**TESTO FORNITO**.
>>>

Le foreste non sono solo legna: sono sistemi complessi, scrigni di biodiversità, spazi vitali depositari di valori etici, storici, spirituali, paesistici fondamentali per la salute del Pianeta Terra e dei suoi abitanti. Ciononostante, in Italia prevale un riduzionismo economico che degrada le foreste a materia inerte da sfruttare.
Oltre agli interessi della filiera del legno, si aggiunge adesso l’utilizzo dei boschi a fini energetici: pratica sconfessata da circa 800 scienziati, nonché dall’E.A.S.A.C. e da un recente studio su “Nature”.
Incrociando i dati ISPRA ed EEA, un mio studio (Epidemiol Prev 2019; 43 (4):300-304.) evidenzia che bruciare biomasse legnose causa 1/3 di tutto il PM2,5 atmosferico, provocando circa 20.000 morti/anno in Italia. Il metano, che emette 2000 volte meno PM2,5, causerebbe solo 10 morti/anno; eppure incentiviamo di tagliare e bruciare legno.
Secondo i dati 2017 di GSE ed ENEA, ogni anno disporremmo di circa 26 milioni di tonnellate di biomasse vergini, mentre ne bruciamo circa 52 milioni, il doppio e vediamo tagliare diffusamente alberi nelle città e foreste italiane. Tagli estesi e diffusi possono alterare profondamente il bilancio del carbonio: i boschi funzionano come serbatoi, diventando fonte che aumenta la CO2 in atmosfera o pozzo che la sequestra negli alberi in accrescimento.
I boschi governati a ceduo, da pozzo potrebbero quindi anche diventare sorgenti di CO2 gravemente climalterante. Riguardo poi ai dati di aumento della superficie forestale diffusi dal Mipaf, il computo non comprende le volumetrie delle biomasse forestali, che risultano invece molto ridotte a seguito dei tagli. Il terzo inventario forestale nazionale (INFC 2015) non ha ancora completato i rilievi a terra, senza i quali è impossibile calcolare densità e volume complessivo e ogni stima è incompleta e provvisoria.
Certamente poi il taglio molto frequente su superfici sempre più estese favorisce il dissesto idrogeologico, mentre lasciare crescere le foreste secondo cicli naturali ci proteggerebbe dalle sempre più frequenti, drammatiche alluvioni.

<<<

[Estratti da un dataset]
>>>

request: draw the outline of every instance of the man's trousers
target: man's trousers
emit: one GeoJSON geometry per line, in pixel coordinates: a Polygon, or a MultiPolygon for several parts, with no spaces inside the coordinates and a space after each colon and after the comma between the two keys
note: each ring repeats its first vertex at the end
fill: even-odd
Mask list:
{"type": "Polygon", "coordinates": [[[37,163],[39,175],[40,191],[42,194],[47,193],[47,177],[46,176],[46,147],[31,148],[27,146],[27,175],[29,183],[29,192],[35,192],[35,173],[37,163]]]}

<<<

**CONSEGNA**. Scrivi il seguito del testo sulle foreste italiane e sull'uso del legno come combustibile, partendo subito dopo la sua ultima frase.

**RISPOSTA**.
Infine, i boschi ricchi di biodiversità sono fondamentali per il benessere e la salute delle persone. Il Prof. Qing Li (2008) in una vastissima indagine su tutte le prefetture del Giappone ha evidenziato la correlazione diretta tra maggiore copertura forestale e minore mortalità da cancro. Negli Stati Uniti ci sono circa 7 miliardi di frassini; un insetto ne ha uccisi circa 100 milioni e nell’insieme delle 15 Contee americane più colpite è stata trovata (Donovan GH et al.. Am J Prev Med. 2013 Feb; 44(2): 139-45) una correlazione significativa tra moria dei frassini e delle persone: tra il 1990 e il 2007 si è verificato un eccesso di 15.080 morti premature per malattie cardiovascolari e di 6.113 per malattie delle basse vie respiratorie.
Come se non bastasse, la ceduazione riduce molto la biodiversità, fatto che secondo la World Allergy Organization causa molteplici patologie allergiche, croniche e tumorali. Anche l’Intergovernmental Science-Policy Platform on Biodiversity and Ecosystem Services (IPBES) parla chiaro (7.2020): ”La riduzione di biodiversità porterà a Pandemia peggiori di quella attuale”.
Le evidenze scientifiche sono inequivocabili: tagliare e bruciare estesamente alberi incrementa le malattie, le morti precoci e accentua i cambiamenti climatici mentre alberi e foreste vivi ci proteggono e sanificano.
Cittadini e decisori politici lo devono tenere sempre presente; i legittimi interessi economici devono venire sempre dopo la tutela della salute e della vita umana, senza contare che preservare le foreste per il benessere può dare molto più lavoro che tagliarle e mandarle in fumo.
A cura di Ugo Corrieri, Presidente SIMEF (Società Italiana di Medicina Forestale).